Stored data entries:
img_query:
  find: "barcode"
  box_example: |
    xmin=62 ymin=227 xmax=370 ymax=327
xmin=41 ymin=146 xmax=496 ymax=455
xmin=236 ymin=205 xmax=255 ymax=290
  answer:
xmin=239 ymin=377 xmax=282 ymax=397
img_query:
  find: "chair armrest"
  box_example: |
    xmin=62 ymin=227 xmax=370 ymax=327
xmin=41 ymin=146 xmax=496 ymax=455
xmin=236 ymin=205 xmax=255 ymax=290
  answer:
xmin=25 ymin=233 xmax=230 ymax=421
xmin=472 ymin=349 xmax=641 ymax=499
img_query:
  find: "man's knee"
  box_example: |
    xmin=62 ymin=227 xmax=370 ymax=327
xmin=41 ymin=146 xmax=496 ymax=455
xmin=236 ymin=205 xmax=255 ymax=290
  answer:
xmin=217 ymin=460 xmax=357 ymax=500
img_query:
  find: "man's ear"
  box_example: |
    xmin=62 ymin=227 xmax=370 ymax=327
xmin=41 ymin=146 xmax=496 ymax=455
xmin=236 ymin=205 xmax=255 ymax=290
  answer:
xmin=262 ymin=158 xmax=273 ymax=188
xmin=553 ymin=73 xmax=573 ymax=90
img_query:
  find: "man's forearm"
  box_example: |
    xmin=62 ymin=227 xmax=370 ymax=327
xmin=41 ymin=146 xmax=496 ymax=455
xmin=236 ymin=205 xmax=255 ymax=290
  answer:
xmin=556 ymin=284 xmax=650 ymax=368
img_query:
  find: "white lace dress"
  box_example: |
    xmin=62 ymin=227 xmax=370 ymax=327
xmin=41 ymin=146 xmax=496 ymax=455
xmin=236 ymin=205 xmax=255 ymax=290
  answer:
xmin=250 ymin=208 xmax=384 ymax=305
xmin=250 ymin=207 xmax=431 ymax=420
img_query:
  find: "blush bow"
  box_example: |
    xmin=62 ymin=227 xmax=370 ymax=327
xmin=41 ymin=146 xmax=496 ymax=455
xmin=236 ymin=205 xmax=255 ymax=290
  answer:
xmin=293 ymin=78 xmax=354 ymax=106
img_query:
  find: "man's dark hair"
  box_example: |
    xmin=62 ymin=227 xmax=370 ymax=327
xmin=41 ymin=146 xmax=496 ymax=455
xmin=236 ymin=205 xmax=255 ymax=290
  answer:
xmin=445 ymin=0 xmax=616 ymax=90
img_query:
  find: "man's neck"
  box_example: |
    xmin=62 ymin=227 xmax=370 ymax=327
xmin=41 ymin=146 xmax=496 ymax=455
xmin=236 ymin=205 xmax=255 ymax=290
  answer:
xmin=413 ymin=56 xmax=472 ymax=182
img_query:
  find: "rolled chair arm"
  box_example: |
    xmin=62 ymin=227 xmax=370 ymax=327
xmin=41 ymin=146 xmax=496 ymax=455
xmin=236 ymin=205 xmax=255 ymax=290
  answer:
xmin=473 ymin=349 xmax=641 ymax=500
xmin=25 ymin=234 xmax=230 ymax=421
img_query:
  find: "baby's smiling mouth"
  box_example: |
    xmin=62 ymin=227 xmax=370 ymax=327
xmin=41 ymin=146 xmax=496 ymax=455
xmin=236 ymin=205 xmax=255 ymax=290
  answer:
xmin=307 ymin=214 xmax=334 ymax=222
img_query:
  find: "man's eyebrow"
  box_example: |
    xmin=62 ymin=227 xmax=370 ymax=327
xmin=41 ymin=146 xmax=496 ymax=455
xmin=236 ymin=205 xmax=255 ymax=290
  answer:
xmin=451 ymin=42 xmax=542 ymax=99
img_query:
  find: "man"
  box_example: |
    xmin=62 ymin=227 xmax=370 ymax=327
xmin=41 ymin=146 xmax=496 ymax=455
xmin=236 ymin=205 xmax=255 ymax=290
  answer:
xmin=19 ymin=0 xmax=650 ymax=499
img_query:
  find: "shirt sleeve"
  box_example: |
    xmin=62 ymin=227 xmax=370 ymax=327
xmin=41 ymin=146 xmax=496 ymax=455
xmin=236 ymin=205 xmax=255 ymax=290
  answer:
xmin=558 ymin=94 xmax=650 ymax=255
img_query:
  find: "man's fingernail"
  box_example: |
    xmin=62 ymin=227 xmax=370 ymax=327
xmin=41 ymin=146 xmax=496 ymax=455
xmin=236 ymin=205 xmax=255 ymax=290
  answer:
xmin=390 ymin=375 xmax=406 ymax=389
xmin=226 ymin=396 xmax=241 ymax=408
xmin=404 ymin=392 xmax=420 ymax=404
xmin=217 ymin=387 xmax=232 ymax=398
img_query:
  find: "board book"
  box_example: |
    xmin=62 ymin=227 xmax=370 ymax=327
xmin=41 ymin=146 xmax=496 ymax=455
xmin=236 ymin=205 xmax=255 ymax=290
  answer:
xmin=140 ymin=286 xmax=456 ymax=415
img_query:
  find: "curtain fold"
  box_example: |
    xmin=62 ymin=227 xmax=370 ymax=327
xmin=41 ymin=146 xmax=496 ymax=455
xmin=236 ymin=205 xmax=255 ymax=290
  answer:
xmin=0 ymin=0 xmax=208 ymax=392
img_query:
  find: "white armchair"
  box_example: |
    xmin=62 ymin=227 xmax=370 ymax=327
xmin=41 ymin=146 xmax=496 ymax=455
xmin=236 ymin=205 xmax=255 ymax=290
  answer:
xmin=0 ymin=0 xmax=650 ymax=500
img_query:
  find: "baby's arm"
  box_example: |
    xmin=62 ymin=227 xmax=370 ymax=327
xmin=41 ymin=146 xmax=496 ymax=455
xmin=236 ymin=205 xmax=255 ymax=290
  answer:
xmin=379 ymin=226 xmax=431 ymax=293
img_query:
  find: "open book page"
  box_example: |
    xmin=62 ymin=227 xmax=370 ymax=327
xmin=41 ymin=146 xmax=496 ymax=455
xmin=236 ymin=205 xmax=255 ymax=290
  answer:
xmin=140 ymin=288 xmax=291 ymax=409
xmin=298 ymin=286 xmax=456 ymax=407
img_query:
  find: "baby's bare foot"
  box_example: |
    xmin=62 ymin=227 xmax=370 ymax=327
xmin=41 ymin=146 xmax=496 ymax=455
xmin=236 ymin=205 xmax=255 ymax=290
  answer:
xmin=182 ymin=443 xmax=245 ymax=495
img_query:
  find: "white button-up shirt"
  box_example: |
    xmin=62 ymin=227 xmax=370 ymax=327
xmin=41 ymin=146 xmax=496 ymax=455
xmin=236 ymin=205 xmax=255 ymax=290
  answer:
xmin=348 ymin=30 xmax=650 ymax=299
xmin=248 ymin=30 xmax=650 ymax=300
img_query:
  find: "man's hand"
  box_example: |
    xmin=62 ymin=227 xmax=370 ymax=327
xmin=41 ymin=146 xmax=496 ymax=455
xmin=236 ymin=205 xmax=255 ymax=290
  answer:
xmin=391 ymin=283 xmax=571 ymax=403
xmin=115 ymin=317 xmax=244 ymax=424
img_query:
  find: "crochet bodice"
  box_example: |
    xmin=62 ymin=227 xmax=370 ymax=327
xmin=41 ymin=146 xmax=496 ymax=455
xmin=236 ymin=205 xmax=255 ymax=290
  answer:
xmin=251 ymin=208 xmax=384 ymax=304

**WHAT NEEDS TO BE DONE:** Swap every "img_query" in the data above for "image_query", keeping all other text the same.

**EXPECTED ANSWER:**
image_query:
  find: "barcode"
  box_example: |
    xmin=62 ymin=227 xmax=370 ymax=327
xmin=41 ymin=146 xmax=496 ymax=455
xmin=236 ymin=205 xmax=255 ymax=290
  answer:
xmin=239 ymin=377 xmax=282 ymax=397
image_query:
  find: "chair armrest"
  box_example: |
    xmin=62 ymin=227 xmax=370 ymax=327
xmin=41 ymin=146 xmax=496 ymax=455
xmin=236 ymin=205 xmax=255 ymax=290
  answer:
xmin=25 ymin=233 xmax=230 ymax=421
xmin=472 ymin=349 xmax=641 ymax=499
image_query:
  find: "man's knee"
  box_example: |
    xmin=62 ymin=227 xmax=370 ymax=327
xmin=41 ymin=146 xmax=496 ymax=455
xmin=236 ymin=205 xmax=255 ymax=290
  answer:
xmin=217 ymin=460 xmax=357 ymax=500
image_query:
  find: "man's ear"
  box_example: |
    xmin=62 ymin=227 xmax=370 ymax=327
xmin=41 ymin=146 xmax=496 ymax=455
xmin=236 ymin=205 xmax=255 ymax=290
  answer:
xmin=262 ymin=158 xmax=273 ymax=188
xmin=553 ymin=73 xmax=573 ymax=90
image_query:
  find: "man's forearm"
  box_example: |
    xmin=62 ymin=227 xmax=370 ymax=327
xmin=41 ymin=146 xmax=496 ymax=455
xmin=236 ymin=205 xmax=255 ymax=290
  answer:
xmin=556 ymin=284 xmax=650 ymax=368
image_query:
  find: "white lace dress"
  box_example: |
    xmin=62 ymin=227 xmax=370 ymax=327
xmin=41 ymin=146 xmax=496 ymax=455
xmin=236 ymin=205 xmax=255 ymax=290
  answer:
xmin=250 ymin=208 xmax=384 ymax=305
xmin=250 ymin=207 xmax=431 ymax=420
image_query:
  find: "blush bow"
  box_example: |
    xmin=62 ymin=227 xmax=370 ymax=327
xmin=41 ymin=146 xmax=496 ymax=455
xmin=236 ymin=205 xmax=255 ymax=290
  answer:
xmin=293 ymin=78 xmax=354 ymax=106
image_query:
  find: "man's dark hair"
  box_example: |
    xmin=62 ymin=227 xmax=370 ymax=327
xmin=41 ymin=146 xmax=496 ymax=455
xmin=236 ymin=205 xmax=255 ymax=290
  answer:
xmin=445 ymin=0 xmax=616 ymax=90
image_query:
  find: "man's neck"
  box_example: |
    xmin=62 ymin=227 xmax=370 ymax=327
xmin=41 ymin=146 xmax=496 ymax=455
xmin=236 ymin=205 xmax=255 ymax=290
  answer:
xmin=413 ymin=56 xmax=472 ymax=182
image_query:
  find: "rolled chair arm"
  box_example: |
    xmin=62 ymin=227 xmax=370 ymax=327
xmin=41 ymin=146 xmax=496 ymax=455
xmin=236 ymin=205 xmax=255 ymax=290
  answer:
xmin=473 ymin=349 xmax=641 ymax=500
xmin=25 ymin=234 xmax=230 ymax=421
image_query:
  find: "baby's smiling mouth"
  box_example: |
    xmin=62 ymin=227 xmax=370 ymax=327
xmin=41 ymin=146 xmax=496 ymax=455
xmin=236 ymin=205 xmax=255 ymax=290
  answer:
xmin=307 ymin=214 xmax=334 ymax=222
image_query:
  find: "man's eyebrow"
  box_example: |
    xmin=62 ymin=227 xmax=370 ymax=327
xmin=41 ymin=146 xmax=496 ymax=455
xmin=236 ymin=205 xmax=255 ymax=290
  answer:
xmin=451 ymin=42 xmax=542 ymax=99
image_query:
  find: "man"
  box_example: |
    xmin=62 ymin=227 xmax=370 ymax=327
xmin=41 ymin=146 xmax=496 ymax=455
xmin=236 ymin=205 xmax=255 ymax=290
  answer:
xmin=19 ymin=0 xmax=650 ymax=499
image_query:
  find: "shirt sleeve"
  box_example: |
    xmin=62 ymin=227 xmax=370 ymax=327
xmin=41 ymin=146 xmax=496 ymax=455
xmin=236 ymin=205 xmax=255 ymax=290
  answer:
xmin=558 ymin=94 xmax=650 ymax=255
image_query:
  find: "man's fingernail"
  box_example: |
    xmin=62 ymin=227 xmax=370 ymax=327
xmin=41 ymin=146 xmax=496 ymax=455
xmin=236 ymin=205 xmax=255 ymax=290
  answer:
xmin=390 ymin=375 xmax=406 ymax=389
xmin=226 ymin=396 xmax=241 ymax=408
xmin=404 ymin=392 xmax=420 ymax=404
xmin=217 ymin=387 xmax=232 ymax=398
image_query:
  find: "board book"
  box_example: |
    xmin=62 ymin=227 xmax=370 ymax=327
xmin=41 ymin=146 xmax=496 ymax=455
xmin=236 ymin=205 xmax=255 ymax=290
  answer:
xmin=140 ymin=286 xmax=456 ymax=415
image_query:
  find: "curtain fold"
  box_example: |
    xmin=62 ymin=227 xmax=370 ymax=327
xmin=41 ymin=146 xmax=496 ymax=455
xmin=236 ymin=205 xmax=255 ymax=290
  answer:
xmin=0 ymin=0 xmax=208 ymax=392
image_query:
  find: "white armchair"
  box_example: |
    xmin=62 ymin=227 xmax=370 ymax=327
xmin=41 ymin=146 xmax=496 ymax=455
xmin=236 ymin=205 xmax=255 ymax=290
  answer:
xmin=0 ymin=0 xmax=650 ymax=500
image_query:
  find: "baby's arm"
  box_example: |
    xmin=62 ymin=227 xmax=370 ymax=327
xmin=41 ymin=146 xmax=496 ymax=455
xmin=236 ymin=205 xmax=255 ymax=290
  answer:
xmin=379 ymin=226 xmax=431 ymax=293
image_query:
  find: "open book page"
  box_example: |
    xmin=62 ymin=227 xmax=370 ymax=327
xmin=41 ymin=146 xmax=496 ymax=455
xmin=236 ymin=205 xmax=255 ymax=290
  answer:
xmin=140 ymin=288 xmax=291 ymax=409
xmin=298 ymin=286 xmax=456 ymax=407
image_query:
  find: "baby's bare foot"
  box_example: |
    xmin=62 ymin=227 xmax=370 ymax=327
xmin=41 ymin=146 xmax=496 ymax=455
xmin=236 ymin=205 xmax=255 ymax=290
  answer:
xmin=182 ymin=443 xmax=245 ymax=495
image_query:
  find: "white button-up shirt"
  box_example: |
    xmin=62 ymin=227 xmax=370 ymax=327
xmin=41 ymin=146 xmax=496 ymax=455
xmin=236 ymin=205 xmax=255 ymax=290
  answer:
xmin=348 ymin=30 xmax=650 ymax=299
xmin=248 ymin=30 xmax=650 ymax=300
image_query:
  find: "man's hand"
  box_example: |
    xmin=62 ymin=227 xmax=370 ymax=327
xmin=41 ymin=146 xmax=496 ymax=455
xmin=236 ymin=205 xmax=255 ymax=290
  answer:
xmin=391 ymin=283 xmax=571 ymax=403
xmin=115 ymin=317 xmax=244 ymax=424
image_query:
  find: "crochet bodice"
  box_example: |
    xmin=62 ymin=227 xmax=370 ymax=327
xmin=41 ymin=146 xmax=496 ymax=455
xmin=236 ymin=205 xmax=255 ymax=290
  answer:
xmin=251 ymin=208 xmax=384 ymax=304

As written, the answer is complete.